═══ Source material ═══

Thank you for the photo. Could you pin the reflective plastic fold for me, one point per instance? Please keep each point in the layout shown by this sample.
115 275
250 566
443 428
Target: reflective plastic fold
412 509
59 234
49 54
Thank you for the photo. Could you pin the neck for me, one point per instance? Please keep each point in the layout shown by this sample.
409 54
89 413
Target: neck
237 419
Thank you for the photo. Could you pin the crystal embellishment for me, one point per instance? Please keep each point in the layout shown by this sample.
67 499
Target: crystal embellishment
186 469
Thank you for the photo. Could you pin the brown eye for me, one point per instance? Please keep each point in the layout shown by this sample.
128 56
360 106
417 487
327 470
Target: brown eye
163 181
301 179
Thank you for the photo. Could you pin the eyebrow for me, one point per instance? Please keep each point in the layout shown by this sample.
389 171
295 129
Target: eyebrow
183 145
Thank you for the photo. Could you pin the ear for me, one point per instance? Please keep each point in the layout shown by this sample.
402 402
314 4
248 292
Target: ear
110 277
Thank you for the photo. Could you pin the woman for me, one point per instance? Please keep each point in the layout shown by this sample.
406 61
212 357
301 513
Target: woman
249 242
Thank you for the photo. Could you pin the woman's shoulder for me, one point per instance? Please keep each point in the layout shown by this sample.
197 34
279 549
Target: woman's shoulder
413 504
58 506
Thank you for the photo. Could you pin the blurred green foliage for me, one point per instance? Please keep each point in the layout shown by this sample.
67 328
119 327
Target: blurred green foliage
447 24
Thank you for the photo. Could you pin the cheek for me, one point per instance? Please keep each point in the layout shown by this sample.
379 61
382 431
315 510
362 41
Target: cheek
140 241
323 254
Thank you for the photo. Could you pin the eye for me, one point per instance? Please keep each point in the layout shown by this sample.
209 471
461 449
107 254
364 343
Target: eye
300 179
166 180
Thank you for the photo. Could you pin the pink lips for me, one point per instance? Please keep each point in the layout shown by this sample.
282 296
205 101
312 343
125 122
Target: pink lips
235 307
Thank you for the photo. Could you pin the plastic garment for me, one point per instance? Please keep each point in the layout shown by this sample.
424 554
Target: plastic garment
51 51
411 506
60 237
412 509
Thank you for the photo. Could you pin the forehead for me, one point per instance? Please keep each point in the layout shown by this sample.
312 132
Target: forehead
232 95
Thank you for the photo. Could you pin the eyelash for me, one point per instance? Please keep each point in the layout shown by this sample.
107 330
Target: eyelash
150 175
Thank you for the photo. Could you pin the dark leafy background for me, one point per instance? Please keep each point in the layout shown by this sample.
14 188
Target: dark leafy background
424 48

═══

Given exercise:
Convert all the lines of the rows above into a JSON list of strings, one string per line, leaving out any blank lines.

Written solution:
[
  "Thank you for the photo. Could you pin the reflective plastic fold for me, one point per instance? Please keep each point in the layout shown by this sample.",
  "115 275",
  "250 566",
  "443 428",
  "Target: reflective plastic fold",
  "412 509",
  "59 234",
  "49 54",
  "Thank you for the photo. Could you pin the neck for me, one point per instance? Please keep each point in the layout shown by this sample.",
  "409 54",
  "89 413",
  "Target: neck",
  "237 419",
  "Thank you for the photo. Could you pin the crystal embellishment for me, one point per instance? Please keep each point in the layout shown by this sample.",
  "67 499",
  "Target: crystal embellishment",
  "186 469",
  "Thank you for the photo. Could you pin the brown eye for me, one point per instance? Please keep each point in the layout shown by this sample.",
  "128 56",
  "360 106",
  "417 487",
  "327 470",
  "Target: brown eye",
  "163 181",
  "301 179",
  "Thank you for the photo. Could you pin the eyebrow for me, one point per instance? Please keep each point in the layout shown by this sample.",
  "389 171",
  "295 129",
  "Target: eyebrow",
  "183 145",
  "Thank you for the photo. Could you pin the ear for me, one point per instance? Please keep each point in the layout shown by this sample.",
  "402 402",
  "314 4",
  "248 292",
  "Target: ear",
  "110 277",
  "Thank you for the photo. Could you pin the woman for me, one point per instance? Please keep each point in the layout shown by this sample.",
  "406 61",
  "212 357",
  "301 513",
  "Target: woman",
  "249 242",
  "Thank you for the photo. Could you pin the woman's shoulder for me, one point per instance? Please keep each point in the layout shown by this sample.",
  "197 34",
  "279 549",
  "Target: woman's shoulder",
  "413 504",
  "58 506",
  "Thank you for the photo. Could you pin the blurred green foliage for me, one point per instance? Please keep each point in the layout shown by this sample.",
  "67 328",
  "119 327",
  "Target: blurred green foliage",
  "447 24",
  "Thank you for the photo. Could you pin the cheek for me, one point per instance? Please keep each point in the layout shown by this sample.",
  "379 61",
  "382 431",
  "315 510",
  "362 41",
  "Target: cheek",
  "140 241",
  "323 254",
  "Thank you for the photo. Could you pin the eye for me, one point per instance? Please keep each point in the layout shown by this sample.",
  "209 471",
  "461 449",
  "107 254",
  "364 343",
  "Target: eye",
  "300 179",
  "166 180",
  "Thank you for the photo. Could you pin the pink lips for me, one point per instance? Please keep each point in the layout shown by this sample.",
  "282 296",
  "205 101",
  "312 343",
  "125 122",
  "Target: pink lips",
  "235 307",
  "Thank you for the photo. Could you pin the plastic garment for me, one point per instance? Please keep each point in the layout shown by this sample.",
  "424 554",
  "Target: plastic garment",
  "51 51",
  "411 506",
  "60 237",
  "412 509",
  "Thank you for the photo. Could you pin the forehead for me, one point per instance? Please keep each point in the layout shown by this sample.",
  "312 132",
  "Target: forehead",
  "232 95",
  "Thank you for the photo. Could you pin the eyelash for me, one point per instance? Please keep each point in the layout shown by this sample.",
  "107 330",
  "Target: eyelash",
  "150 175",
  "Thank you for the photo. Could you pin the dark leafy background for me, one point per instance? Please keep each point in the layout shown by this sample.",
  "14 188",
  "Target: dark leafy background",
  "424 48"
]